Return each line of the material below verbatim, with nothing added, removed, or altered.

── Exercise inputs ──

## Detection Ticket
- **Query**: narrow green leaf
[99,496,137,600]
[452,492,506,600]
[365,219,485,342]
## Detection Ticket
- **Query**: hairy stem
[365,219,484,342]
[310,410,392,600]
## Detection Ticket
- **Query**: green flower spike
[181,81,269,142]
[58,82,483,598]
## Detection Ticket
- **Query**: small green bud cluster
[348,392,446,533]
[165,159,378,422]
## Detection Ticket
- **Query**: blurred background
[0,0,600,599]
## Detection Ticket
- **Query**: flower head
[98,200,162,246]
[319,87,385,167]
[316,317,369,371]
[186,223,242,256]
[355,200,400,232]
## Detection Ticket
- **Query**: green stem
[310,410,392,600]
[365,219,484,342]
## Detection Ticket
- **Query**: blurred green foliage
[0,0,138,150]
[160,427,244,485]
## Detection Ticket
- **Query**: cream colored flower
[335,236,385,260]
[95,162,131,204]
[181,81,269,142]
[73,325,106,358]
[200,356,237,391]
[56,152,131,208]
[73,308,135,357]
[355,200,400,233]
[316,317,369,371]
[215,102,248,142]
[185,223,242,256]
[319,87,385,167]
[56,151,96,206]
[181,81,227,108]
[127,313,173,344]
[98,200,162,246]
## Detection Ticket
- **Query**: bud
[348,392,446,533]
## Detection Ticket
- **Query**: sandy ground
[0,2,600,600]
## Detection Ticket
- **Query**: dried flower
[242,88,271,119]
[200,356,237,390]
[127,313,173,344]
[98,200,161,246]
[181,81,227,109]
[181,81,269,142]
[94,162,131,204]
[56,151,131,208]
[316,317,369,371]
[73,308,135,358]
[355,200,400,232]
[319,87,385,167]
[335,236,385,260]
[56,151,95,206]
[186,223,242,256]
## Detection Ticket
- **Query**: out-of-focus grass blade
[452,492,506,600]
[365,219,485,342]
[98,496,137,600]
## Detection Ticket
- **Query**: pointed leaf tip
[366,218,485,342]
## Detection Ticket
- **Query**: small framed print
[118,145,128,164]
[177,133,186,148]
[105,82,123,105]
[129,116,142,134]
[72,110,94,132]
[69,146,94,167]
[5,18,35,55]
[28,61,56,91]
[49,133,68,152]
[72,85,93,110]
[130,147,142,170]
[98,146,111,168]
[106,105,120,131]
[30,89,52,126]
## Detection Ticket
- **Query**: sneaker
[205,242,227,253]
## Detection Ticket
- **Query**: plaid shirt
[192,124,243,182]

───

Solution to this task.
## Detection Ticket
- **Query**: narrow green leaf
[99,496,137,600]
[452,492,506,600]
[365,219,485,342]
## Detection Ticket
- **Query**: hairy stem
[365,219,484,342]
[310,410,392,600]
## Detection Ticket
- **Query**: green flower spike
[181,81,269,142]
[58,82,483,598]
## Detection Ticket
- **Query**: small green bud cluster
[348,392,446,533]
[165,159,378,422]
## Detection Ticket
- **Query**: blurred background
[0,0,600,599]
## Detection Ticket
- **Query**: flower head
[98,200,162,246]
[319,87,385,167]
[316,317,369,371]
[186,223,242,256]
[355,200,400,232]
## Detection Ticket
- **Query**: green stem
[310,410,392,600]
[365,219,484,342]
## Detection Ticket
- **Query**: blurred green foliage
[0,0,138,150]
[160,427,244,485]
## Detection Ticket
- **Query**: cream colored flower
[335,236,385,260]
[95,162,131,204]
[181,81,269,142]
[73,325,106,358]
[200,356,237,391]
[56,152,131,208]
[73,308,135,357]
[355,200,400,233]
[316,317,369,371]
[215,102,248,142]
[185,223,242,256]
[319,87,385,167]
[56,151,96,206]
[181,81,227,108]
[127,313,173,344]
[98,200,162,246]
## Detection Ticket
- **Query**: bud
[348,392,446,533]
## Detection Ticket
- **Query**: sandy ground
[0,2,600,600]
## Detection Ticket
- **Query**: dried flower
[242,88,271,119]
[200,356,237,390]
[127,313,173,344]
[98,200,161,246]
[181,81,227,109]
[181,81,269,142]
[94,162,131,204]
[56,151,131,208]
[316,317,369,371]
[73,308,135,358]
[355,200,400,232]
[319,87,385,167]
[335,236,385,260]
[56,151,95,206]
[186,223,242,256]
## Detection Ticket
- **Query**: out-of-focus grass blade
[452,492,506,600]
[365,219,485,342]
[98,496,137,600]
## Detection Ticket
- **Query**: pointed leaf tip
[366,218,485,342]
## Detection Ticket
- **Query**: small framed print
[118,145,128,164]
[177,133,186,148]
[105,82,123,105]
[129,116,142,134]
[72,110,94,132]
[69,146,94,167]
[5,18,35,55]
[28,61,56,91]
[49,133,68,152]
[72,85,93,110]
[130,147,142,170]
[98,146,111,168]
[106,105,120,131]
[30,89,52,126]
## Detection Ticket
- **Query**: sneaker
[205,242,227,253]
## Detection Ticket
- **Query**: plaid shirt
[192,124,243,182]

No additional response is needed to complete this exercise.